How to complete this task:
Would you copy all lines in the data that contain the word "tree"?

[Extracted data — start]

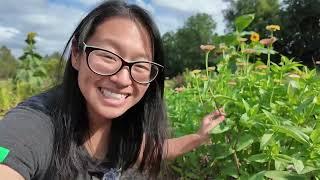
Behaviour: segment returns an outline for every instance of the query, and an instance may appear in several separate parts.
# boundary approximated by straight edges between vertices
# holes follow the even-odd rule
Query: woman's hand
[[[202,140],[207,141],[210,137],[210,131],[225,120],[225,113],[222,109],[216,110],[206,115],[200,125],[197,134]]]

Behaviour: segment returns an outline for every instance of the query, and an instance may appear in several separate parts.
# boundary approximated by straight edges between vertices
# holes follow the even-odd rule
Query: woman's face
[[[141,24],[125,17],[113,17],[101,23],[86,44],[118,54],[127,62],[152,60],[148,32]],[[78,83],[90,120],[119,117],[143,97],[149,86],[131,79],[127,66],[112,76],[97,75],[89,69],[86,54],[74,49],[72,66],[79,72]]]

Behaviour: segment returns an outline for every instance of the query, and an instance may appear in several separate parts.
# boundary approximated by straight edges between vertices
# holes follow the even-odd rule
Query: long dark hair
[[[97,26],[108,18],[128,17],[139,22],[148,31],[153,45],[153,59],[163,62],[163,47],[158,28],[150,15],[137,5],[121,1],[106,1],[93,9],[78,25],[67,42],[63,57],[68,57],[59,98],[52,106],[54,144],[50,176],[57,179],[74,179],[85,171],[87,162],[79,147],[89,131],[86,101],[78,86],[78,71],[71,65],[70,46],[82,50],[82,42],[93,35]],[[110,145],[106,159],[116,168],[126,170],[138,159],[143,137],[142,161],[138,169],[156,176],[160,171],[163,144],[166,138],[167,117],[163,102],[164,73],[150,83],[144,97],[127,112],[112,120]]]

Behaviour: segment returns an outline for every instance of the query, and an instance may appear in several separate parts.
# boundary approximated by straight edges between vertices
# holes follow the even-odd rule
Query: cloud
[[[0,42],[7,41],[7,40],[15,37],[19,33],[20,33],[20,31],[18,29],[15,29],[12,27],[0,26]]]
[[[140,7],[148,10],[148,11],[149,11],[150,13],[152,13],[152,14],[155,13],[155,9],[154,9],[153,5],[150,4],[150,3],[146,3],[146,2],[144,2],[143,0],[136,0],[136,4],[137,4],[138,6],[140,6]]]
[[[158,6],[173,8],[180,11],[205,12],[210,14],[220,12],[221,9],[227,7],[227,3],[225,3],[223,0],[198,0],[196,2],[194,0],[152,0],[152,2]]]
[[[36,32],[41,54],[62,51],[84,13],[76,7],[46,0],[28,0],[23,6],[19,0],[3,1],[0,6],[0,43],[13,49],[15,56],[20,56],[22,51],[17,49],[25,46],[27,33]]]
[[[176,11],[180,14],[195,14],[195,13],[207,13],[217,23],[217,32],[223,34],[225,29],[223,10],[228,7],[228,3],[224,0],[184,0],[184,1],[173,1],[173,0],[152,0],[152,3],[156,6],[168,8],[172,11]],[[181,19],[178,16],[172,16],[172,18]],[[185,19],[184,19],[185,20]],[[172,24],[174,25],[174,24]]]
[[[79,2],[86,6],[92,6],[101,3],[103,0],[79,0]]]
[[[38,34],[37,47],[42,55],[62,51],[72,31],[84,15],[102,0],[1,0],[0,46],[9,47],[15,56],[20,56],[25,47],[28,32]],[[218,23],[218,32],[223,32],[221,9],[223,0],[129,0],[147,9],[163,34],[181,27],[185,20],[197,13],[206,12]]]
[[[173,17],[171,15],[160,14],[154,17],[156,24],[158,25],[161,34],[168,31],[175,31],[183,25],[183,19],[181,17]]]

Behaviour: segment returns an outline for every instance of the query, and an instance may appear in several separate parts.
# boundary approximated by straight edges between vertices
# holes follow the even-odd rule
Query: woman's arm
[[[225,119],[225,114],[215,111],[202,120],[197,133],[167,139],[164,144],[164,159],[175,159],[210,140],[210,131]]]
[[[17,171],[3,164],[0,164],[0,179],[24,180]]]
[[[163,159],[174,159],[208,142],[210,131],[225,119],[225,114],[220,111],[217,110],[205,116],[197,133],[165,140]],[[142,140],[138,163],[142,160],[144,145],[145,137]]]

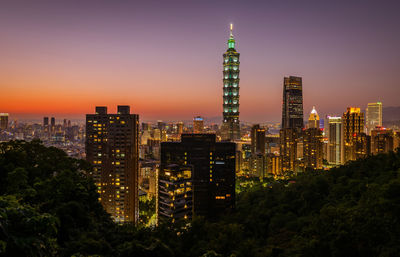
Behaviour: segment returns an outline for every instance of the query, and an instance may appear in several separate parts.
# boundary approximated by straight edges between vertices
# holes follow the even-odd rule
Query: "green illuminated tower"
[[[239,122],[239,53],[235,49],[235,39],[231,24],[228,50],[224,53],[223,120],[222,140],[240,139]]]

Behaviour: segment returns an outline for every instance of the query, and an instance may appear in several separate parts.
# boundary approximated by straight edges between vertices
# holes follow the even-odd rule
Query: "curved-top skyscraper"
[[[235,39],[231,24],[228,39],[228,50],[224,53],[223,71],[223,120],[221,127],[222,140],[240,139],[239,121],[239,53],[235,49]]]

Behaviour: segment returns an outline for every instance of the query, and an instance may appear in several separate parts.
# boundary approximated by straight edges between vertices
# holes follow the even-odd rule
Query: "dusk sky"
[[[141,120],[222,116],[229,23],[240,120],[279,121],[283,77],[303,77],[305,117],[400,105],[400,1],[1,1],[0,112]]]

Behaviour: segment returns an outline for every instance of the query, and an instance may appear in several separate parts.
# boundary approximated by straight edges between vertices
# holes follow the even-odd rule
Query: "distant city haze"
[[[399,106],[400,1],[2,1],[0,112],[83,119],[130,105],[141,120],[222,117],[229,24],[240,120],[280,121],[284,76],[304,113]]]

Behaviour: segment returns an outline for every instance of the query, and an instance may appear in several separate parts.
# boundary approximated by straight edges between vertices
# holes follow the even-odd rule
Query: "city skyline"
[[[220,117],[231,22],[241,121],[279,121],[285,76],[303,78],[304,111],[315,105],[321,117],[370,102],[398,106],[399,4],[320,2],[5,2],[0,110],[11,120],[83,120],[95,105],[118,103],[143,120]]]

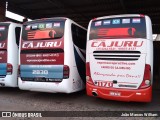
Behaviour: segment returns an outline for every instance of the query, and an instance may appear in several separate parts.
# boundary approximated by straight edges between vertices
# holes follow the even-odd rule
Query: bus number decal
[[[99,87],[113,87],[112,82],[103,82],[103,81],[96,81],[95,84]]]
[[[48,70],[32,70],[32,74],[43,74],[48,75]]]

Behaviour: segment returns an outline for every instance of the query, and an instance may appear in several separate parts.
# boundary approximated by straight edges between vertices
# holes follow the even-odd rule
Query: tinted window
[[[19,46],[20,33],[21,33],[21,27],[16,27],[15,28],[15,34],[16,34],[16,44],[17,44],[17,46]]]
[[[142,17],[123,17],[93,21],[89,39],[146,38],[146,22]]]
[[[43,21],[23,25],[23,40],[59,39],[64,34],[64,21]]]
[[[72,29],[73,43],[81,49],[86,49],[87,31],[74,24],[72,24],[71,29]]]
[[[0,23],[0,41],[7,39],[8,28],[9,28],[9,23]]]

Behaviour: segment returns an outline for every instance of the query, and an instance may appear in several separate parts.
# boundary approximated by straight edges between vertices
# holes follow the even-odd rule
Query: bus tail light
[[[140,14],[140,17],[145,17],[145,15],[143,15],[143,14]]]
[[[95,20],[97,20],[97,18],[93,18],[92,20],[95,21]]]
[[[7,63],[7,75],[11,75],[13,72],[13,66],[10,63]]]
[[[90,65],[89,62],[86,63],[86,82],[89,84],[94,85],[92,78],[90,77],[91,73],[90,73]]]
[[[140,88],[147,88],[151,85],[151,66],[149,64],[145,65],[144,77]]]
[[[63,66],[63,78],[64,79],[69,78],[69,66],[67,65]]]
[[[93,81],[92,81],[90,76],[86,76],[86,82],[91,84],[91,85],[94,85],[94,83],[93,83]]]

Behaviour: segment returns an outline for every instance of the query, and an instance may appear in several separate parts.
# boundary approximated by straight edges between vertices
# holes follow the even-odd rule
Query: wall
[[[160,41],[154,41],[153,47],[153,88],[160,89]]]
[[[0,0],[0,22],[6,21],[5,9],[6,9],[5,1],[4,0]]]

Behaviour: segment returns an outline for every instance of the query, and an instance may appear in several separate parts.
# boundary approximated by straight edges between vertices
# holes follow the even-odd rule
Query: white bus
[[[151,101],[153,39],[148,16],[128,14],[91,20],[86,55],[89,96]]]
[[[18,46],[21,26],[0,22],[0,86],[18,86]]]
[[[19,80],[22,90],[71,93],[85,88],[87,31],[68,18],[23,25]]]

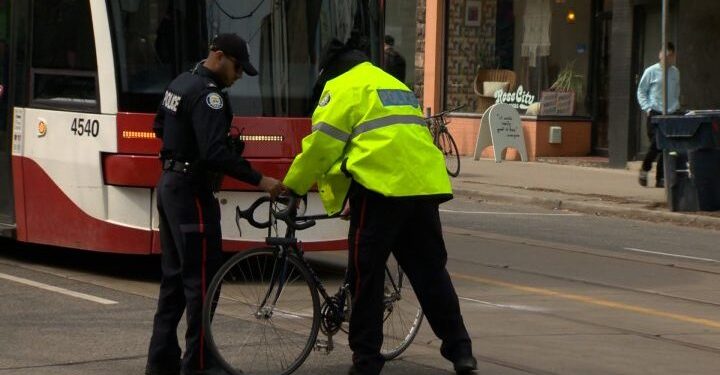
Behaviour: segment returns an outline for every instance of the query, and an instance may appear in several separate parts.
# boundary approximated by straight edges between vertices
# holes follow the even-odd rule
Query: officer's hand
[[[275,200],[280,193],[285,191],[285,185],[282,182],[268,176],[263,176],[260,180],[260,188],[270,194],[270,198]]]
[[[343,220],[350,220],[350,201],[345,202],[342,212],[340,212],[340,218]]]

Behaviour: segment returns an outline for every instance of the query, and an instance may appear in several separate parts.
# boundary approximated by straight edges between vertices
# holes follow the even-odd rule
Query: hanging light
[[[568,9],[565,20],[567,21],[567,23],[575,23],[575,11],[572,9]]]

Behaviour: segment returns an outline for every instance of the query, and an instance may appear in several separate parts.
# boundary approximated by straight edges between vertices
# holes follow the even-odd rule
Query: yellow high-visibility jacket
[[[325,84],[283,183],[306,194],[317,182],[328,214],[342,209],[350,182],[386,197],[452,197],[445,158],[417,98],[369,62]]]

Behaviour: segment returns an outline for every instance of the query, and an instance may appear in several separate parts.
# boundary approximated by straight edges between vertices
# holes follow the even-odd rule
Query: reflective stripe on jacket
[[[371,63],[327,82],[312,124],[284,184],[305,194],[317,182],[329,214],[342,209],[349,176],[386,197],[451,197],[417,98]]]

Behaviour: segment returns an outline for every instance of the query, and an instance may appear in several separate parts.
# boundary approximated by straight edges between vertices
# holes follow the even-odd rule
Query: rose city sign
[[[505,90],[495,91],[495,103],[505,103],[511,105],[513,108],[527,109],[528,106],[535,102],[535,95],[530,94],[529,91],[525,91],[520,85],[515,92],[505,92]]]

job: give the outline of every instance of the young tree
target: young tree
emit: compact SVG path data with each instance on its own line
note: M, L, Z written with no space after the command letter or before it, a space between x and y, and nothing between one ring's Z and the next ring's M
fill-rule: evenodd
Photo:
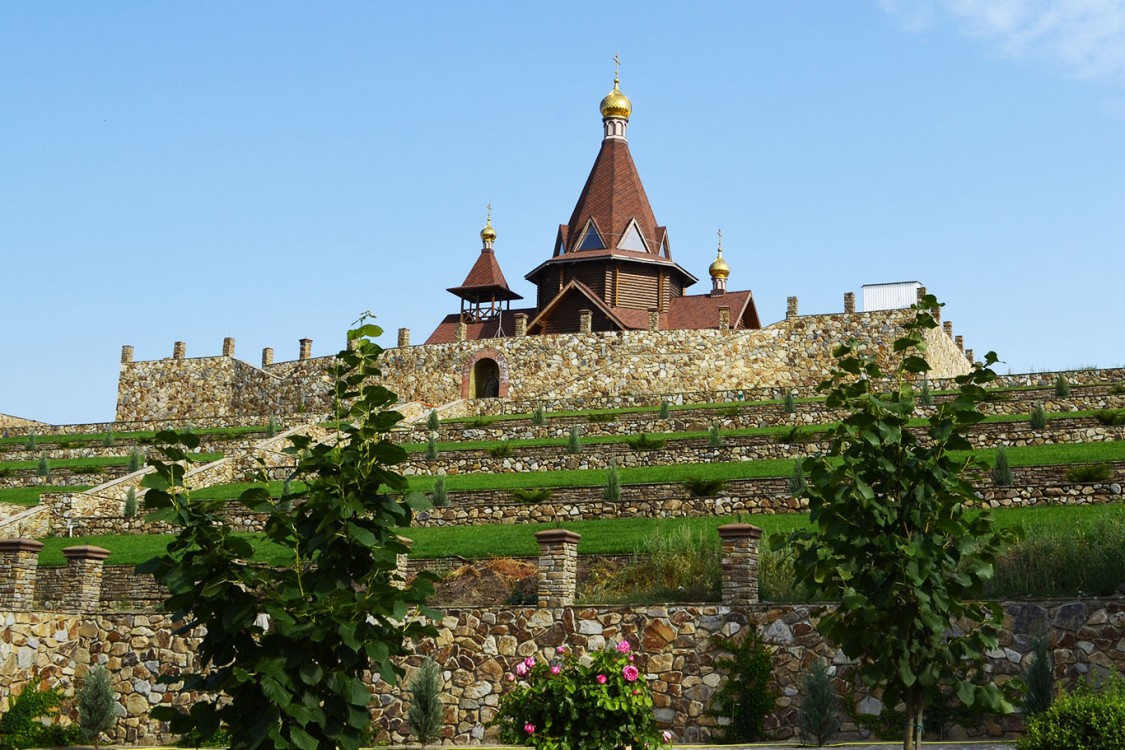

[Extracted data — finish]

Response to the task:
job: give the outline of every instance of the young tree
target: young tree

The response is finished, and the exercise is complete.